**WHAT IS REQUIRED**
Continue the news article about the Patent Eligibility Restoration Act, picking up right after its final sentence.

** EXERCISE PASSAGE follows **

Muddled case law around what ideas shouldn’t be eligible for patent protection would be clarified under a new bill that follows US Supreme Court inaction on a controversial intellectual property issue, according to Sen.
Mathematical formulas, mental processes, unmodified human genes, and processes that occur only in nature are among the types of inventions that wouldn’t be eligible under the Patent Eligibility Restoration Act (S. 4734), which Tillis introduced Tuesday night. Patent eligibility determinations would also be made based on the patent as a whole, rather than by parsing certain claim elements, according to the legislation.
Attorneys are optimistic about this step to solve long-standing confusion regarding Section 101 of the Patent Act. Some stakeholders, however—including the American Civil Liberties Union, who blasted the bill as paving the way to patenting modified human genes—are balking at the potential consequences if the language remains unchanged.
“Everybody has been clamoring for more clarity in patent eligibility,” said Michelle Armond, a founding partner at Armond Wilson LLP, “It would really upend patent law.”
Defining what kinds of inventions don’t meet the requirements of Section 101 of the Patent Act would provide long-awaited guidance after the Supreme Court’s 2014 decision in Alice Corp. v. CLS Bank International. The high court and the US Court of Appeals for the Federal Circuit haven’t been able to provide guidelines or definitions for terms like “abstract ideas,” which Alice says can’t be patented.
The Supreme Court most recently declined to revisit its divisive eligibility test in June, refusing to overrule a “bitterly divided” Federal Circuit, which deadlocked in finding that a method for manufacturing quieter driveshafts wasn’t eligible for a patent.
“Unfortunately, due to a series of Supreme Court decisions, patent eligibility law in the United States has become confused, constricted, and unclear in recent years,” Tillis said in a press release. “This has led to inconsistent case decisions, uncertainty in innovation and investment communities, and unpredictable business outcomes.”
Creating a specific list of exceptions to Section 101 would address concerns regarding burdensome eligibility constraints, Tillis said.
The bill’s nontechnological inelgibility standards represent “an important new concept,” said David Kappos, a partner at Cravath, Swaine & Moore LLP and the former US Patent and Trademark Office director. “It’d be the first time that concept’s existed in our country’s patent law in Section 101.”

** End of EXERCISE PASSAGE **
** EXTRACTED RECORDS follows **

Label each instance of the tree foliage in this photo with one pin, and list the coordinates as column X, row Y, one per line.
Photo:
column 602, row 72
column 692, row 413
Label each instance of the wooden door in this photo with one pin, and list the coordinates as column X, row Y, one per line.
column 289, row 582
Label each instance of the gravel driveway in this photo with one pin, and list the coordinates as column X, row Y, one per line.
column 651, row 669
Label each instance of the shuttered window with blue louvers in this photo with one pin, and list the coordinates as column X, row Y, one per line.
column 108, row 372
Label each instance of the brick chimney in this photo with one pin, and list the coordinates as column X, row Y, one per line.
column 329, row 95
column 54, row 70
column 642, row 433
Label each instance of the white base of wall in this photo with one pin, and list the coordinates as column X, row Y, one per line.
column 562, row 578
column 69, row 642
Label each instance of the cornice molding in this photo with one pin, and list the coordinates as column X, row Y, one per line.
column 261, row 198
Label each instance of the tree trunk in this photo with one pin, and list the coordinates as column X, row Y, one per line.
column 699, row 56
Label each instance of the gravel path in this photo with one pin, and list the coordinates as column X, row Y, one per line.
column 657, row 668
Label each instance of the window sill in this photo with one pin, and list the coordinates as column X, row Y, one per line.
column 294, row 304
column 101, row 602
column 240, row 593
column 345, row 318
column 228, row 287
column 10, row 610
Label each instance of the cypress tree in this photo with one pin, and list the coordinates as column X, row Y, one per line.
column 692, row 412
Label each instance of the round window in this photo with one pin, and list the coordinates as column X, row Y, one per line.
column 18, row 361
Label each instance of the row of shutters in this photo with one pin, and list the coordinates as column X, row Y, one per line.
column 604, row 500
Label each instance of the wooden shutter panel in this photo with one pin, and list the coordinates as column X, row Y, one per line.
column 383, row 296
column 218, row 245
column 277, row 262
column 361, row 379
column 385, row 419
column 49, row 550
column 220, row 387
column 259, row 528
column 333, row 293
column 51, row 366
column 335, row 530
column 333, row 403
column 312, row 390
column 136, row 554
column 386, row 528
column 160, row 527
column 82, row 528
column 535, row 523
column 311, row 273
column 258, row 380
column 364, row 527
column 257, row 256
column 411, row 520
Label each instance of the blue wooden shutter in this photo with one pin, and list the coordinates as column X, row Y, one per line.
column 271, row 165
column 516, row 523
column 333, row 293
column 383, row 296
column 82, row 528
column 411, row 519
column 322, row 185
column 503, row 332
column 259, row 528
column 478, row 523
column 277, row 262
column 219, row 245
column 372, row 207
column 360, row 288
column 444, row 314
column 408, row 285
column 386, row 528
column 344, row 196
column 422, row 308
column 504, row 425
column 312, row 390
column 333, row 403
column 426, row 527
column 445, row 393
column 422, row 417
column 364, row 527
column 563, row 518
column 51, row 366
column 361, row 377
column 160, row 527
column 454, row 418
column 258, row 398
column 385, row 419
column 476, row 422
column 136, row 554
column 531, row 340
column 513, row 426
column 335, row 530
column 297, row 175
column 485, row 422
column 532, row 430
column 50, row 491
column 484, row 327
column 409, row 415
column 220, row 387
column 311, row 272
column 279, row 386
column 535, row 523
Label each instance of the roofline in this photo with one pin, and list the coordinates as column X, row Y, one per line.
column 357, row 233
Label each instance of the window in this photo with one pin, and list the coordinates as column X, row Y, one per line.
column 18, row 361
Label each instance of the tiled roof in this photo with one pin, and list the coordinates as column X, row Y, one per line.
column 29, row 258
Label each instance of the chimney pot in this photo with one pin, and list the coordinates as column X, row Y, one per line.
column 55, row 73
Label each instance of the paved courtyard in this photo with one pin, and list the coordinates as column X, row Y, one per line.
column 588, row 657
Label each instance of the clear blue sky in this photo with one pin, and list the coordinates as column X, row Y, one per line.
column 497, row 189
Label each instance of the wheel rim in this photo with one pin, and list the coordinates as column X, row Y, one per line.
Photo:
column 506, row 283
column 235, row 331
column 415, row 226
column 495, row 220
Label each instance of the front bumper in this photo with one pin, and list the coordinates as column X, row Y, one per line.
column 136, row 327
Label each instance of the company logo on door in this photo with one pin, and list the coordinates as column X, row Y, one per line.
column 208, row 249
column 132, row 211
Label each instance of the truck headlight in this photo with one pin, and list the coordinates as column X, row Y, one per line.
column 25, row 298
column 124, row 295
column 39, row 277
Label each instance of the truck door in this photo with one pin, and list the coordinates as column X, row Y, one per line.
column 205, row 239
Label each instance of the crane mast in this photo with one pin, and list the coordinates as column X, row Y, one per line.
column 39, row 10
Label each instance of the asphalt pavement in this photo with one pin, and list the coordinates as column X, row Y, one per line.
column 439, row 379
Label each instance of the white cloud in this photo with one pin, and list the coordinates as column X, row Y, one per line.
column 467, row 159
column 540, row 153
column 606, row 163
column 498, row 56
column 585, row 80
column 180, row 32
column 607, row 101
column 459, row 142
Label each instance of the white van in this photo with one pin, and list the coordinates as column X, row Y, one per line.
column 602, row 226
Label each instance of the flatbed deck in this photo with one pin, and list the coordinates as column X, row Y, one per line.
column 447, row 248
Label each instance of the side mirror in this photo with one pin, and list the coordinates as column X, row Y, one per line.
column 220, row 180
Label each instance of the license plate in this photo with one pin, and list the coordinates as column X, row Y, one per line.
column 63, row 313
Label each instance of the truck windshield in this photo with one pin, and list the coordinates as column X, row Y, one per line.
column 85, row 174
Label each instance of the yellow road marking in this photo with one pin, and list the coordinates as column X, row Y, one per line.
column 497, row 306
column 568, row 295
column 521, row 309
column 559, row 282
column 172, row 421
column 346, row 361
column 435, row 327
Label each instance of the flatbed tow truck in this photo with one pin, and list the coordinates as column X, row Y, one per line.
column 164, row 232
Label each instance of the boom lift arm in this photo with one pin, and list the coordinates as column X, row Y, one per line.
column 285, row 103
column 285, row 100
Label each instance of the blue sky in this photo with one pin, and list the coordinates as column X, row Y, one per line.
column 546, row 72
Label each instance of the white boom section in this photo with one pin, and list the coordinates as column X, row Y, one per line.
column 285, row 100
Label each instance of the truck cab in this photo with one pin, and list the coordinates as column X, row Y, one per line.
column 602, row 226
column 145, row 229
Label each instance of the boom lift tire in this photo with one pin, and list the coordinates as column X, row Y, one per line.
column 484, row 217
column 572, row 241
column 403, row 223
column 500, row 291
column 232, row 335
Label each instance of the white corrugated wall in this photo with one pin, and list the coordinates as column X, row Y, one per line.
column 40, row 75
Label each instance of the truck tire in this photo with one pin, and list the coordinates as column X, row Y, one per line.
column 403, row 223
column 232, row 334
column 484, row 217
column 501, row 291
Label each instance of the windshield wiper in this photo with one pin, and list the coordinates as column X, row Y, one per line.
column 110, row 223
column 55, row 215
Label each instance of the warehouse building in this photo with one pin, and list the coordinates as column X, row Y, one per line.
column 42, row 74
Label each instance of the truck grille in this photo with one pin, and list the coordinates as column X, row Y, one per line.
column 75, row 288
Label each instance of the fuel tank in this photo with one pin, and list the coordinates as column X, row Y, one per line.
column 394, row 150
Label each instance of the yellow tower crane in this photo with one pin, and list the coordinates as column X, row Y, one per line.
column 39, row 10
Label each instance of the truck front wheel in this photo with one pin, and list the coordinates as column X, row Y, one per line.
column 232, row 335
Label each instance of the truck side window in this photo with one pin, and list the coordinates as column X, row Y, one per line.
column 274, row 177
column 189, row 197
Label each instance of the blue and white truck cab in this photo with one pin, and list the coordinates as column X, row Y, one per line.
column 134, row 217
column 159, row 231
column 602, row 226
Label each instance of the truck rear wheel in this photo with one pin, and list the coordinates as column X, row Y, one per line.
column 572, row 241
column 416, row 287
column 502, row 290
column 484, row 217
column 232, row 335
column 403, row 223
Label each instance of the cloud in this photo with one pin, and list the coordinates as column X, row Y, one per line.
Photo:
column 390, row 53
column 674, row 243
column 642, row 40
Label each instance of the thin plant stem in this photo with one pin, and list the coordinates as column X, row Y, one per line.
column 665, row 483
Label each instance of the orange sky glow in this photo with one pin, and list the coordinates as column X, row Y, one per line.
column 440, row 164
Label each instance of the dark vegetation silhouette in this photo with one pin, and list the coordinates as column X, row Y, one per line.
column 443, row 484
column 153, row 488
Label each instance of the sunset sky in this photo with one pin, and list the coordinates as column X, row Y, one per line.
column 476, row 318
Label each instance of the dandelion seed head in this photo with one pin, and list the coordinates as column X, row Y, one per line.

** End of EXTRACTED RECORDS **

**TASK ANSWER**
The bill would expand the eligibility of patents in the software and life sciences industries, which have been particularly vulnerable to Section 101 attacks in the patent office’s Patent Trial and Appeal Board and in federal court.
“[T]he USPTO is working to update guidance for patent examiners and PTAB judges,” the office wrote in a statement. “We look forward to working with Congress and our stakeholders toward our shared goal of providing more reliable and predictable rights that foster innovation.”
The bill would create more harm than good in certain industries, some attorneys say.
Corporations could gain proprietary access to research, development, and analysis involving human genes, according to an emailed statement from the ACLU on its opposition to the legislation.
The ACLU in 2009 sued Myriad Genetics Inc., challenging the validity of gene patents. The Supreme Court held that merely isolating genes doesn’t make them patentable. Tillis’ bill would allow patents for genes that are isolated or “otherwise altered by human activity,” according to the text of the measure.
The legislation may restrict generic drugmakers from entering the market, said Charles Duan, senior policy fellow at the American University Washington College of Law’s Program on Information Justice and Intellectual Property.
The measure’s language could also expand eligibility to the point that technology companies—particularly startups—may face an onslaught of new patents that they could be accused of infringing, Duan said.
“The Patent Eligibility Restoration Act would open doors to the type of weak, overbroad patents that preempt innovation and harm competition,” Kate Tummarello, Executive Director of Engine Advocacy, a non-profit association for start-up companies, said in a statement.
Tillis previously floated a draft framework for an overhaul of Section 101 in 2019. His new bill is the first legislation he’s introduced that would address the matter.
“As is the case with substantive patent litigation, it tends to take some time,” Kappos said. “So, do I think we’re going to see this legislation passing in the next few months? No.”
Kappos is optimistic, though, saying that despite the need for further refinement, the bill is “a balanced piece of legislation” that might advance as soon as next year.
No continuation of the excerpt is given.